═══ STORED ROWS ═══

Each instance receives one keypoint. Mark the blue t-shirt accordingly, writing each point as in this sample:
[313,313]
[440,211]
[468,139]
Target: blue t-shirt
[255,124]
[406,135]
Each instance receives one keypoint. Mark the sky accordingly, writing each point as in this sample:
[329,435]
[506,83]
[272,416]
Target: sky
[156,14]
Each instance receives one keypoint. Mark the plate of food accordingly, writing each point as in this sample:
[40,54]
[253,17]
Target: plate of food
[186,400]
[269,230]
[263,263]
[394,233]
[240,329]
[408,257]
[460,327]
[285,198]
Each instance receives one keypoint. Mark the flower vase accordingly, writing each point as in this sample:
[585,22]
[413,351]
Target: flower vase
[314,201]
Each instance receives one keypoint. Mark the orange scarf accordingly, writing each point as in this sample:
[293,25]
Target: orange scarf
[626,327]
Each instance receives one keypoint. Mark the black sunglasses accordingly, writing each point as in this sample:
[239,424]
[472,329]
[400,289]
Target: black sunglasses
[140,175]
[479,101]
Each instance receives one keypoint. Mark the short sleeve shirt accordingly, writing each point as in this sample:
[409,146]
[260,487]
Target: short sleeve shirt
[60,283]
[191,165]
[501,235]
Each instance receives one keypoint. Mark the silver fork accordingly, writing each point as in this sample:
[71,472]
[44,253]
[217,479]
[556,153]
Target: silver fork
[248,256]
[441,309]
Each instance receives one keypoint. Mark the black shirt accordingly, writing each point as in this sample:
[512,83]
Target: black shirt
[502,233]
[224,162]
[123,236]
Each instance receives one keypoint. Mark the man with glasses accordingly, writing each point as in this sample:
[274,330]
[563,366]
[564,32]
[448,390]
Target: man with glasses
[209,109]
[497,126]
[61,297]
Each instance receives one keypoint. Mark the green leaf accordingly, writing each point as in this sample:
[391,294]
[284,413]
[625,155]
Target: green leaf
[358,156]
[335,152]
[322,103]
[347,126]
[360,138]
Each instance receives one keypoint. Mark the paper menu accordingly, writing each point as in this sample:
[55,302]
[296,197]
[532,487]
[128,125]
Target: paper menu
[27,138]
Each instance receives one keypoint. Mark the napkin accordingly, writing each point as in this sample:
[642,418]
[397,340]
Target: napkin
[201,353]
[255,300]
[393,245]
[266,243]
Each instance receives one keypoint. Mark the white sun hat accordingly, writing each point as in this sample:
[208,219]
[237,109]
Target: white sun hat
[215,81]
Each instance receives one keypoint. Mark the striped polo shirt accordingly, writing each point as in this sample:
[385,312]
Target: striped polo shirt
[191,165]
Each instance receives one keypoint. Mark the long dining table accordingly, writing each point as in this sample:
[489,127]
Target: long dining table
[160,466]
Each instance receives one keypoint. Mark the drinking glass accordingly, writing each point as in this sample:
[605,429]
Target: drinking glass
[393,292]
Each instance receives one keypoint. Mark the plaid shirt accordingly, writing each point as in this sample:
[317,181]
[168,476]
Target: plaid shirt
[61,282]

═══

Reproduce every entry above verbatim, line for line and in the original order, with no changes.

[TASK RESULT]:
Each instance receives one keypoint. Mark the blue t-shirt accordingly, writing each point as in this sample:
[313,313]
[440,211]
[468,139]
Target: blue t-shirt
[255,124]
[406,135]
Each instance receives one keypoint. Mark the sky accordingly, writing each point as in this sample:
[329,435]
[506,83]
[272,416]
Target: sky
[156,14]
Each instance receives one keypoint. Mark the plate of food accordingly, writing each point as in this sample:
[40,54]
[253,17]
Target: plate of food
[186,400]
[269,230]
[263,263]
[394,233]
[240,329]
[408,257]
[460,327]
[285,198]
Each instance receives one keypoint. Mark the flower vase accordingly, writing each point as in this sample:
[585,22]
[413,351]
Target: flower vase
[314,201]
Each instance receives one keypoint. Mark the orange scarf accordingly, writing each point as in this sample:
[293,25]
Target: orange scarf
[626,327]
Each instance receives one keypoint. Mark the black sunglasses accordingly, writing each point as in this sample:
[239,424]
[472,329]
[400,289]
Target: black sunglasses
[140,175]
[479,101]
Each instance receives one keypoint. Mark the short sleeve shirt accordingly, writing each point as in this sample:
[409,146]
[260,487]
Target: short sleeve shirt
[60,283]
[191,165]
[501,235]
Each instance receives one keypoint. Mark the silver fork accordingly, writing each point as in this sample:
[71,472]
[44,253]
[217,479]
[556,153]
Target: silver fork
[248,256]
[441,309]
Each instance receives one keypoint. Mark the black shirt accordingly, writing each point as in this sample:
[512,83]
Target: black shirt
[502,233]
[224,162]
[123,236]
Each instance receives one keypoint. Mark the man with glasses accordingly, writing each point as in this sample:
[274,330]
[563,366]
[564,32]
[448,390]
Target: man with glasses
[209,109]
[497,126]
[61,297]
Each instance receives one keypoint. Mark the green leaf accordingly, writing each point as in this sample:
[391,294]
[284,413]
[625,155]
Target: green leaf
[358,156]
[335,152]
[322,103]
[347,126]
[360,138]
Each instance receives one keypoint. Mark the paper menu accordingly, writing each point as in this sample:
[55,302]
[296,197]
[532,487]
[128,125]
Target: paper menu
[27,138]
Each instance receives one keypoint. Mark the napkin accordingly, writing each point as in this sample:
[642,418]
[397,340]
Target: napkin
[201,353]
[255,300]
[393,245]
[266,243]
Each instance receives one keypoint. Mark the white sun hat accordingly, writing each point as in this sample:
[208,219]
[237,109]
Target: white sun hat
[215,81]
Each instance receives one keypoint. Mark the striped polo shirt accordingly, writing each point as in this sample:
[385,312]
Target: striped polo shirt
[191,165]
Each instance receives one keypoint. Mark the long dining table accordingly, writing each point as in this sample:
[489,127]
Target: long dining table
[160,466]
Each instance receives one keypoint. Mark the drinking glass accordingly, writing each point as in this sample:
[605,429]
Target: drinking glass
[393,292]
Each instance receives one keypoint. Mark the plaid shirt accordingly, writing each point as in this sample:
[317,181]
[168,476]
Target: plaid shirt
[61,282]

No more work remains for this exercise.